SELECTED TEXT.
Common hyperparameter for splines by categories

Interfaces brms
1

Hello!

In brms, when setting a cubic spline, for example

y ~ s (x, "cr", k =4, by = cat)

Weights of basis are normally distributed with estimated standard-deviation. When using a spline for each factor level, a standard-deviation is estimated for each factor level.

I’d like to estimate a common standard-deviation of basis for each factor level. Is this possible? I tried to use the “id” argument, but the code still produces a “sds” per category.

Thank you very much!
Lucas

2

Hello!

I’ll define my question more precisely. Here is my data generating process :

library(tidyverse)
library(splines)
library(brms)

D <- tibble(x = rep(seq(from=0, to=15, by=2),6),
            cat = rep(LETTERS[1:3],each = 16))# generating inputs

B <- t(bs(X, knots=seq(-5,5,1), degree=3, intercept = TRUE)) # creating the B-splines
num_data <- length(X); num_basis <- nrow(B)
a0 <- matrix(c(0.2,0.2,0.5,0.5,-0.2,-0.2), ncol = 6) # intercept
a_A1 <- rnorm(num_basis, 0, 1) # coefficients of B-splines
a_A2 <- rnorm(num_basis, a_A1, 0.2)
a_B1 <- rnorm(num_basis, 0, 1) # coefficients of B-splines
a_B2 <- rnorm(num_basis, a_B1, 0.2)
a_C1 <- rnorm(num_basis, 0, 1) # coefficients of B-splines
a_C2 <- rnorm(num_basis, a_C1, 0.2)
A <- matrix(c(a_A1, a_A2, a_B1, a_B2, a_C1, a_C2), ncol = 6)
Y_true <- as.vector(t(a0)%*%X + t(A)%*%B) # generating the output
D$y <- Y_true + rnorm(length(X),0,.2) # adding noise

D %>% ggplot(aes(x = x, y = y, color = cat)) + 
  geom_point() + 
  geom_smooth()

In math :

y_i \sim Normal(\mu_i, \sigma)\\ \mu_i = \beta_c x_i + f_c(x)\\ f_c(x) = \sum^K_{k=1} \alpha_{ck}b_k\\ \alpha_{ck} \sim normal(0, \tau)

Where c is the index of the category at which the observation i belongs. There is one standard deviation of weights common to each category (\tau).

However, when I fit this with brms using the following code, I get an sd estimated for each level of my category, such as :

\alpha_{ck} \sim normal(0, \tau_c)

GOAL.
Which R packages does the brms spline thread load with library()?

DATA SEGMENT.

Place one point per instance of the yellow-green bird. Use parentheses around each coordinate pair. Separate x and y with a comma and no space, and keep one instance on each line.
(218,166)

SOLUTION FOR THIS TASK.
tidyverse, splines, brms